▸ Excerpt to read

_ _ _ _ _ _ _

Chat interfaces, the needle, and the haystack
Exciting times at Prismos! We just released a major upgrade of our chat assistant. In this blog post, I’ll explain why this release is a big deal.
The problem at hand
Western democracies produce enormous amounts of data. At Prismos, our goal is to solve the information overload problem that policy experts experience daily by fixing search. We capture and structure an ever-increasing amount of this data, build search algorithms on top, and make it available to our users. One of the ways we make this data available is through a chat interface; that is, an interface where users type instructions rather than click buttons to execute an action. We have been strong believers in the chat interface from the get-go. The very first version of Prismos, which we launched ahead of the Commissioner Hearings in November 2024, already had one, and we have been continuously improving it for about a year now. Users love it because of its simplicity. You just ask questions in plain natural language, and it then becomes our problem to make sure you get the answer you want.
Making it our problem is the only right approach. There should be no learning curve to use Prismos. But take a step back and think about the complexity of this problem. Users could ask literally anything, ranging from very general questions like “which members of parliaments X and Y have been most vocal about topic Z in the past month?”, to very precise questions like “what was said about topic X during meeting Y?”. We can’t simply train an LLM on the data we capture and make that model power the chat interface. LLMs aren’t architected to produce true statements. They predict the most likely word based on the sequence they’ve already generated and the user’s input. If the whole sequence ends up being a true statement, then you’re just lucky. Add to that the humongous cost of having to retrain a model all the time for it to stay up to date with the latest developments in politics, and it quickly becomes clear that we need something else.

_ _ _ _ _ _ _

▸ Exercise set
(a) In the blog post about the Prismos chat assistant, list the things the sentence beginning "We capture and structure" says Prismos does with the data.
(b) Continue the blog post about the Prismos chat assistant from where it stops.

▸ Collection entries
_ _ _ _ _ _ _

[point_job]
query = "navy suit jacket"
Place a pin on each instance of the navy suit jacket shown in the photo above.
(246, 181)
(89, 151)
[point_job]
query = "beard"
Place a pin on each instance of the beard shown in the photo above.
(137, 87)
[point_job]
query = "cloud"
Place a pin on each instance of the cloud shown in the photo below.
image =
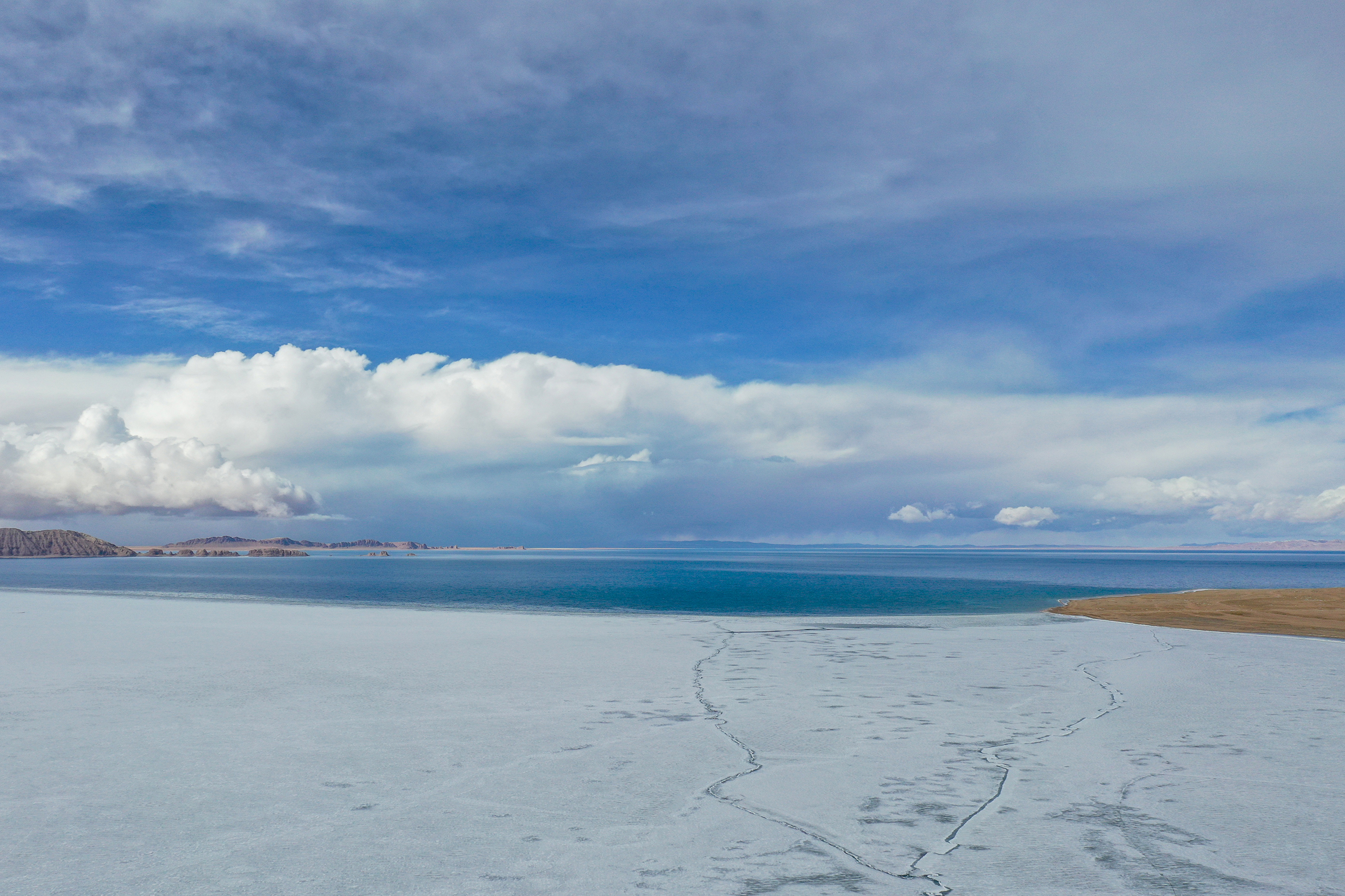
(915, 514)
(238, 237)
(97, 466)
(641, 458)
(1027, 517)
(495, 438)
(197, 314)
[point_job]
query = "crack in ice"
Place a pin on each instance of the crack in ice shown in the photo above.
(720, 721)
(989, 754)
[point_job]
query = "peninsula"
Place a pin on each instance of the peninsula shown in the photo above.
(1317, 613)
(57, 543)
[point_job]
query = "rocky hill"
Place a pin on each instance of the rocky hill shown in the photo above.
(234, 543)
(57, 543)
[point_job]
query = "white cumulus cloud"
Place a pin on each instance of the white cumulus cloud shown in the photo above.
(97, 466)
(1028, 517)
(915, 514)
(499, 438)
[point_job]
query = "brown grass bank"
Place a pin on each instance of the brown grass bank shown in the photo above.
(1276, 611)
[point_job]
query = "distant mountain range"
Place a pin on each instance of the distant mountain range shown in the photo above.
(1267, 545)
(233, 543)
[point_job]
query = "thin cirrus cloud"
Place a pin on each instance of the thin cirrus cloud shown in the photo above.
(910, 150)
(427, 431)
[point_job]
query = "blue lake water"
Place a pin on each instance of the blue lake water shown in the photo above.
(828, 581)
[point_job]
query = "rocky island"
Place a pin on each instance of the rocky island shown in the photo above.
(57, 543)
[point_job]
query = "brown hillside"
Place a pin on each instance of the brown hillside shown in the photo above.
(1276, 611)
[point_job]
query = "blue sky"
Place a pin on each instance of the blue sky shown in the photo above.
(967, 205)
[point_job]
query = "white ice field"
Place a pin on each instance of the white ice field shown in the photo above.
(187, 747)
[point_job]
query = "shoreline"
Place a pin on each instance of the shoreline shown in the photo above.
(206, 744)
(1313, 613)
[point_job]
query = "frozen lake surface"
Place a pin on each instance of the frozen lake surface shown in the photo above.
(218, 747)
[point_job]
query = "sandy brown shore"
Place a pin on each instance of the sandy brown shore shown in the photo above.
(1276, 611)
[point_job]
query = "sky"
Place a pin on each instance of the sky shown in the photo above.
(603, 272)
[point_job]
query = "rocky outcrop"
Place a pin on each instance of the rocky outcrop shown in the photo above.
(233, 541)
(57, 543)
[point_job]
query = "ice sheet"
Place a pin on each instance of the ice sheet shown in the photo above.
(198, 747)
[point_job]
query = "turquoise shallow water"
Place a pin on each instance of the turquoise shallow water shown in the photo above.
(831, 581)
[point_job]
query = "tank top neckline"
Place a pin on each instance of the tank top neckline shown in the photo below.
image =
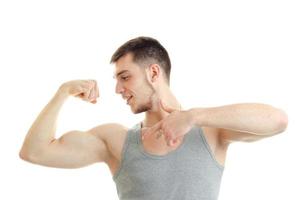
(154, 156)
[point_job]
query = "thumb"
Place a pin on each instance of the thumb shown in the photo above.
(166, 108)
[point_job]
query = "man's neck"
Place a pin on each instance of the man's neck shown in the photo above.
(156, 113)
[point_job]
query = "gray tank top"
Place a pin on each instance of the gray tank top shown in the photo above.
(189, 172)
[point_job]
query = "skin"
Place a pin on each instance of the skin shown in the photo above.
(164, 126)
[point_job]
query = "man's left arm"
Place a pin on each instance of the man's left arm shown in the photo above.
(241, 122)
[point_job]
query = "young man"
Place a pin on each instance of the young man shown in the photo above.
(173, 153)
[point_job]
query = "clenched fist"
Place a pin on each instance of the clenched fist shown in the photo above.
(86, 90)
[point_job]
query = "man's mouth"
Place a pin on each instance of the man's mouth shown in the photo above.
(129, 99)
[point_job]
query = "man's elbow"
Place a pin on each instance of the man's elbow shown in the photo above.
(26, 156)
(282, 121)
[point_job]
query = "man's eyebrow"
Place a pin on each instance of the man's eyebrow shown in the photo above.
(119, 73)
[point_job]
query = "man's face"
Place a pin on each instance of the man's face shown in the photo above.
(133, 85)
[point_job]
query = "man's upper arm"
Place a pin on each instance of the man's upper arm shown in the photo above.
(76, 149)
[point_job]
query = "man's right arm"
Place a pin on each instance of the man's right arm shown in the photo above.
(75, 148)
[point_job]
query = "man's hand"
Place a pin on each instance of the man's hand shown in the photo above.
(86, 90)
(173, 127)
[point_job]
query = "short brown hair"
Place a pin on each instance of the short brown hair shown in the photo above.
(145, 49)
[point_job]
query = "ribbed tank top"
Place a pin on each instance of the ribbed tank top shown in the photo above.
(190, 172)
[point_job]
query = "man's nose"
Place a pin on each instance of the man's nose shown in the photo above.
(119, 88)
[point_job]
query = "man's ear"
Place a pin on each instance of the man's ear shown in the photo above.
(154, 72)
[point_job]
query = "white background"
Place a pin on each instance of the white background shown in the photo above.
(222, 52)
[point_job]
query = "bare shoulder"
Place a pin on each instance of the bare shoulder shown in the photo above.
(219, 149)
(114, 135)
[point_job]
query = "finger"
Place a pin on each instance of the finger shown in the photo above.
(166, 108)
(152, 130)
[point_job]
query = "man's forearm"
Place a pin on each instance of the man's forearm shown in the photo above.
(259, 119)
(42, 131)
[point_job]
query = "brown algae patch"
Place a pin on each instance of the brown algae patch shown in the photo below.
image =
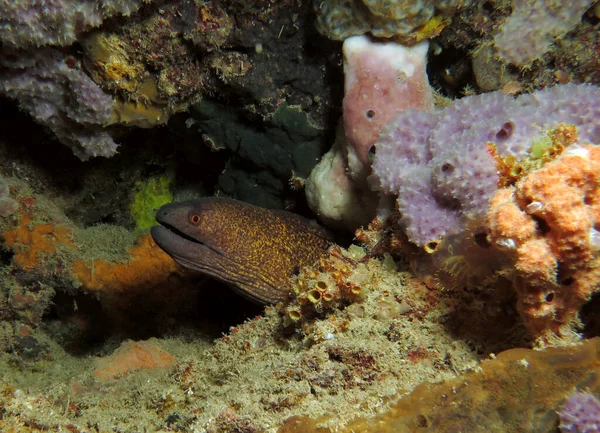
(350, 357)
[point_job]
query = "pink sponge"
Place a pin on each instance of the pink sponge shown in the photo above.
(580, 414)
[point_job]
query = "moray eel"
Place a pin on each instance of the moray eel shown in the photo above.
(255, 250)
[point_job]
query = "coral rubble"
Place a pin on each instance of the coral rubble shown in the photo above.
(340, 19)
(510, 393)
(549, 221)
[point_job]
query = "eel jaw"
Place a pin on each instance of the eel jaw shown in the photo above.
(186, 250)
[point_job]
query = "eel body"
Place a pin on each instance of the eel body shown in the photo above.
(255, 250)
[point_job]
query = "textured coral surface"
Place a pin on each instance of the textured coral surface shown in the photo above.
(550, 221)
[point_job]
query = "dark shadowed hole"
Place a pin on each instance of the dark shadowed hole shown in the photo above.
(542, 225)
(447, 168)
(567, 281)
(422, 421)
(505, 131)
(372, 152)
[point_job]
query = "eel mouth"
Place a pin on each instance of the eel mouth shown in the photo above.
(174, 231)
(176, 242)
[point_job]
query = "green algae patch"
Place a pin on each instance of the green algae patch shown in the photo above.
(149, 196)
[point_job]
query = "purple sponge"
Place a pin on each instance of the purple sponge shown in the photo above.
(580, 414)
(438, 163)
(62, 98)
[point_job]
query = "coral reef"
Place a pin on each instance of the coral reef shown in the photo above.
(381, 80)
(132, 356)
(26, 24)
(8, 205)
(549, 221)
(452, 172)
(510, 393)
(50, 85)
(340, 19)
(150, 196)
(545, 21)
(102, 260)
(580, 413)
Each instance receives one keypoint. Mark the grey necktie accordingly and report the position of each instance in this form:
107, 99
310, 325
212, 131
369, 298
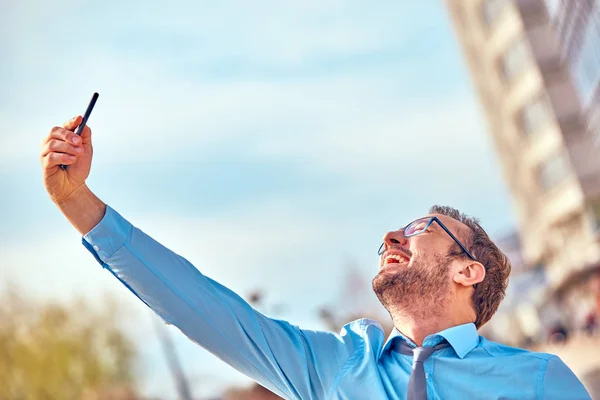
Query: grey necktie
417, 387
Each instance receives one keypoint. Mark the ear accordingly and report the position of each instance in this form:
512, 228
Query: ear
470, 274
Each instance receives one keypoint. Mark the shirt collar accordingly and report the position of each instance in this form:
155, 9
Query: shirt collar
462, 338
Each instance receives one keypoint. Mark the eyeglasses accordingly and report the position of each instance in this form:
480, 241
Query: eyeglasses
419, 226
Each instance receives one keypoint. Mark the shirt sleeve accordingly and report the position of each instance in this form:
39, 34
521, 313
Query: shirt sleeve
294, 363
561, 383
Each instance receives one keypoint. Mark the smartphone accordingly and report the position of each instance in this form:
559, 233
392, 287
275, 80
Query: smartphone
86, 116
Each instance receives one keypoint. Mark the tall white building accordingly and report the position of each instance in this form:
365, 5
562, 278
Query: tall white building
536, 67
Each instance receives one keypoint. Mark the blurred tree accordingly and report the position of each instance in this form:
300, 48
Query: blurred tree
54, 351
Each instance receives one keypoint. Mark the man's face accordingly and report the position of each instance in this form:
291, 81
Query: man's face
415, 271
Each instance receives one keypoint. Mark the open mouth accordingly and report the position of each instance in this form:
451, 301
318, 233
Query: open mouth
395, 259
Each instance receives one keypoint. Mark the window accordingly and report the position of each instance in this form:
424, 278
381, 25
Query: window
553, 171
595, 208
491, 9
535, 115
586, 66
515, 59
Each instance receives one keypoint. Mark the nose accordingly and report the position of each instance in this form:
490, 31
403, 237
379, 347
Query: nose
393, 238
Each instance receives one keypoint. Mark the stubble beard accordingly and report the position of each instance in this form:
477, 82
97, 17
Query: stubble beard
420, 291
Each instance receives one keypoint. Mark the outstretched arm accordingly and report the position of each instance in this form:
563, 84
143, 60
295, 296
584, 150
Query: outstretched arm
294, 363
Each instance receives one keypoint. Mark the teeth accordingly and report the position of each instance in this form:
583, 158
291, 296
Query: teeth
396, 257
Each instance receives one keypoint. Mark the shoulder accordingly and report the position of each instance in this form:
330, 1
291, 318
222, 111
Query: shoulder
364, 331
496, 349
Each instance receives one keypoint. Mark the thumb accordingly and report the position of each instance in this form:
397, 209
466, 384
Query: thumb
73, 123
86, 135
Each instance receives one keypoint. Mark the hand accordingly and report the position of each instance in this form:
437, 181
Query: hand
63, 146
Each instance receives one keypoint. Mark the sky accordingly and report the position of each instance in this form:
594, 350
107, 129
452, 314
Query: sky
272, 144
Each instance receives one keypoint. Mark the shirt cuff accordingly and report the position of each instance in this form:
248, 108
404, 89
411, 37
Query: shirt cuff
108, 236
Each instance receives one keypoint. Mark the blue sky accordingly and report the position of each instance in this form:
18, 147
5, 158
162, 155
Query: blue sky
270, 143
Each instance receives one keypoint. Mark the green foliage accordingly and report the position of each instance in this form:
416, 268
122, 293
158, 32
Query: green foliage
55, 351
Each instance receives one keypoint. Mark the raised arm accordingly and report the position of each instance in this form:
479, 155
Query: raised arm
294, 363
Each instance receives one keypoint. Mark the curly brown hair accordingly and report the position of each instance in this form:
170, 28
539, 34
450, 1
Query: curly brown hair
490, 292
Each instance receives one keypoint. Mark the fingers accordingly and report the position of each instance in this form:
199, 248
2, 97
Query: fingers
60, 146
64, 135
54, 159
73, 123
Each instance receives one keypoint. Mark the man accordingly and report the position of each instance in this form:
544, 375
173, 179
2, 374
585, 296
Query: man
440, 278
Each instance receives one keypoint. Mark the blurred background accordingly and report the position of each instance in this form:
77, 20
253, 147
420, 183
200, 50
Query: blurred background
273, 144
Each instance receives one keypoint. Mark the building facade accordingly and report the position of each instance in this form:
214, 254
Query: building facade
536, 67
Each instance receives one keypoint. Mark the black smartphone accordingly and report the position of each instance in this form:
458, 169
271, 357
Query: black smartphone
86, 116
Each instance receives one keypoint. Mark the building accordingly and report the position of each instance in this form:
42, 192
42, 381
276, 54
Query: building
535, 65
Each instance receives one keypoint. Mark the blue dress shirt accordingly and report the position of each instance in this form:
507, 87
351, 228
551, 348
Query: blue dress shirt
356, 364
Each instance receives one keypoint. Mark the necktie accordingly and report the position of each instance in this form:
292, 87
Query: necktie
417, 387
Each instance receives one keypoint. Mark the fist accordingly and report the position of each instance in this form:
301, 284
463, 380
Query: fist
63, 147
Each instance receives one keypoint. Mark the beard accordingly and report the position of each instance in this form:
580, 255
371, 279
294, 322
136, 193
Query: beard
420, 290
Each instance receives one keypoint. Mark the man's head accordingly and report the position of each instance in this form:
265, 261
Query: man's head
429, 274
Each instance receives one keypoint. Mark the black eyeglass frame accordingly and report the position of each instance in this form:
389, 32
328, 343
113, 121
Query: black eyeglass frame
440, 223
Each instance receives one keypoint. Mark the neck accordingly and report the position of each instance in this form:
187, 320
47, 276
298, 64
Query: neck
417, 327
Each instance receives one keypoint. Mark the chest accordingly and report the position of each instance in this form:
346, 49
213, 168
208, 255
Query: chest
446, 378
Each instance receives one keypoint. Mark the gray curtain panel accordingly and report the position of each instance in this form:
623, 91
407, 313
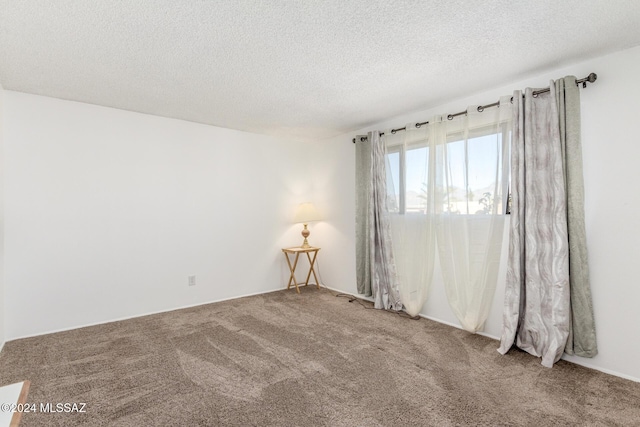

_ _ _ _ _ _ _

▸ Answers for each item
(a)
- Capture and structure an ever-increasing amount of this data
- Build search algorithms on top
- Make it available to users

(b)
What if we treat an LLM for what it is - a smart next-word predictor - and we stop caring about the world knowledge it might or might not store? With that approach, we can split the problem into two: a text generation problem and a data management problem. The LLM takes care of the text generation part. Another piece of software takes care of the data management part. Let’s call the latter one a “query engine”. Essentially, with this approach, the query engine would retrieve those data points from our data infrastructure that contain the answer to the user’s question, and feed those data to the LLM. The LLM should then synthesise these raw data into a coherent whole. Now things become easier to tackle. For starters, we only expect our LLM to excel at synthesising raw data. No more reliance on the knowledge stored in the its neurons. Off-the-shelf LLMs are already good at this, so that means we can save our time and energy and don’t have to bother with training one ourselves. This means we can solve our problem by focusing on the query engine.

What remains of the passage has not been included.